§ YOUR GOAL
Output the full listing word for word.

§ SUPPLIED DATA
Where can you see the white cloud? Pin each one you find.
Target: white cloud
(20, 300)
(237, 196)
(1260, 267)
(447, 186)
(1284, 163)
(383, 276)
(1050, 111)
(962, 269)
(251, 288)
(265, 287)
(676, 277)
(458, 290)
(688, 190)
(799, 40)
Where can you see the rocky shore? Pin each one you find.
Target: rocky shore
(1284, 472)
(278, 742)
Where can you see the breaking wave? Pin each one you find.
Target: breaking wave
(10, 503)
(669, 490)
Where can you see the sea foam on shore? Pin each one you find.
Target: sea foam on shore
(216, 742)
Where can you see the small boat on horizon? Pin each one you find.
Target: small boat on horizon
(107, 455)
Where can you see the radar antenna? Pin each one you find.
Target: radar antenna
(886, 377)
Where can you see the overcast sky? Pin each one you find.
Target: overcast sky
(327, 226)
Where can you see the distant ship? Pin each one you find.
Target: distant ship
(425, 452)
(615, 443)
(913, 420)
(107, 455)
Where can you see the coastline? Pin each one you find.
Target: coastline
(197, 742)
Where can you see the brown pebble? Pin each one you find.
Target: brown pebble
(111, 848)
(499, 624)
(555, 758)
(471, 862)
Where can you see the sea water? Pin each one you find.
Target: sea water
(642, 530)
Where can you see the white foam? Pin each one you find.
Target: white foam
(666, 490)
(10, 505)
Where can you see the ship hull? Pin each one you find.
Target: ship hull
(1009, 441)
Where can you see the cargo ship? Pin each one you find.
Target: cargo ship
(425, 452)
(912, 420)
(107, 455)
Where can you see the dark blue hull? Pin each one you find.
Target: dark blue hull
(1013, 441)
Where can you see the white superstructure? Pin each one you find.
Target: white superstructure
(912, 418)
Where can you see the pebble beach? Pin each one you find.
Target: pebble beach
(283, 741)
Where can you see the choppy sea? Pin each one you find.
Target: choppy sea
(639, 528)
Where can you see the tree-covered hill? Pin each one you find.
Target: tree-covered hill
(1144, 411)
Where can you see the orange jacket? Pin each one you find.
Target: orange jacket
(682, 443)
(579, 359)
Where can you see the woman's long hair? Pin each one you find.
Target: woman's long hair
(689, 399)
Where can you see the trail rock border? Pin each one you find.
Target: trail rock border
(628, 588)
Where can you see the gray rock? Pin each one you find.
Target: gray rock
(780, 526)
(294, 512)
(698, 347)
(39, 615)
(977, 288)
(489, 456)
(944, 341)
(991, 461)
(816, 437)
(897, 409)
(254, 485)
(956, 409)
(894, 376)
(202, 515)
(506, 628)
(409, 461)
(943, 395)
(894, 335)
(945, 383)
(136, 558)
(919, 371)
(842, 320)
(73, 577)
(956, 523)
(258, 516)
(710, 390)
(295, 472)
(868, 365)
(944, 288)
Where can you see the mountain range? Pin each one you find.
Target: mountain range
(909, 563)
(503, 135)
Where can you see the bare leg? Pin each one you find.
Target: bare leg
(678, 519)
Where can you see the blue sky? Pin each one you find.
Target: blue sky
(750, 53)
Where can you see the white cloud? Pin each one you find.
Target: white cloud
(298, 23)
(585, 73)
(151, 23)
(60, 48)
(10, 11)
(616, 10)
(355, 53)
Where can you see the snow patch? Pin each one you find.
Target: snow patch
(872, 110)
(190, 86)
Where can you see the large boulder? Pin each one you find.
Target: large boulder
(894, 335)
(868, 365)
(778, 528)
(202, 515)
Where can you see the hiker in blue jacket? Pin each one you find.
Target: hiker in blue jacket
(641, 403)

§ PROBLEM SOLUTION
Where can you see the white cloud? Pin each one you find.
Target: white cloud
(20, 300)
(237, 196)
(1260, 267)
(447, 186)
(1284, 163)
(383, 276)
(1050, 111)
(962, 269)
(251, 288)
(265, 287)
(676, 277)
(458, 290)
(688, 190)
(799, 40)
Where can you see the rocky shore? Pin each one you find.
Target: rocky shore
(1284, 472)
(278, 742)
Where can you see the breaking wave? Pin each one you find.
Target: breaking wave
(10, 503)
(669, 490)
Where can you see the sea foam on shore? Pin each one you find.
Target: sea foam on shore
(216, 742)
Where can you see the small boat on horizon? Pin each one you find.
Target: small boat on horizon
(107, 455)
Where can you see the radar antenna? Pin each one you find.
Target: radar antenna
(886, 377)
Where can you see the overcast sky? Pin each one you find.
Target: overcast sky
(327, 226)
Where can you see the distant ship? Pin each one you find.
Target: distant ship
(425, 452)
(615, 443)
(913, 420)
(107, 455)
Where can you see the coastline? Pin each one you find.
Target: coastline
(197, 742)
Where can you see the brown pebble? Pin each one you find.
Target: brown pebble
(111, 848)
(499, 624)
(555, 758)
(471, 862)
Where can you see the sea water? Pin each one you find.
Target: sea water
(642, 530)
Where can you see the white foam? Pin each one you find.
Target: white foam
(666, 490)
(10, 505)
Where can you see the ship hull? Pin each one you find.
Target: ship hull
(1009, 441)
Where can you see the cargo ship? Pin each one you find.
Target: cargo ship
(425, 452)
(912, 420)
(107, 455)
Where can you see the dark blue hull? Pin each one you find.
Target: dark blue hull
(1013, 441)
Where can you see the white superstructure? Pin each one you find.
Target: white superstructure
(912, 418)
Where can you see the pebble beach? Pin each one you find.
Target: pebble beach
(283, 741)
Where can you see the choppy sea? Pin each one you find.
Target: choppy sea
(639, 528)
Where can you see the tree-covered hill? Pin each one you find.
Target: tree-covered hill
(1144, 411)
Where can you see the orange jacket? Pin each one you find.
Target: orange jacket
(682, 443)
(579, 359)
Where can you see the woman's long hair? Pin each one you find.
Target: woman's long hair
(689, 399)
Where can you see the trail rock border? Pin each one you find.
Target: trail rock border
(628, 588)
Where can you see the gray rock? Pin each one you find.
Target: gray rock
(780, 526)
(294, 512)
(698, 347)
(39, 615)
(977, 288)
(489, 456)
(944, 341)
(991, 461)
(816, 437)
(897, 409)
(254, 485)
(956, 409)
(894, 376)
(202, 515)
(506, 628)
(409, 461)
(943, 395)
(894, 335)
(945, 383)
(136, 558)
(919, 371)
(842, 320)
(73, 577)
(956, 523)
(258, 516)
(710, 390)
(295, 472)
(868, 365)
(944, 288)
Where can you see the mountain range? Pin each one you find.
Target: mountain range
(909, 563)
(503, 135)
Where can you see the bare leg? Pin each one you find.
Target: bare leg
(678, 519)
Where can you see the blue sky? Pin each one you find.
Target: blue sky
(750, 53)
Where can you see the white cloud? Pin each one you find.
Target: white cloud
(298, 23)
(585, 73)
(151, 23)
(60, 48)
(10, 11)
(616, 10)
(355, 53)
Where can you see the snow patch? Pin each one you find.
Target: snow patch
(872, 110)
(190, 86)
Where can you see the large boulder? Pin each one you find.
Target: large boulder
(894, 335)
(868, 365)
(778, 528)
(202, 515)
Where can you see the hiker in blue jacket? Pin each one you find.
Target: hiker in blue jacket
(641, 403)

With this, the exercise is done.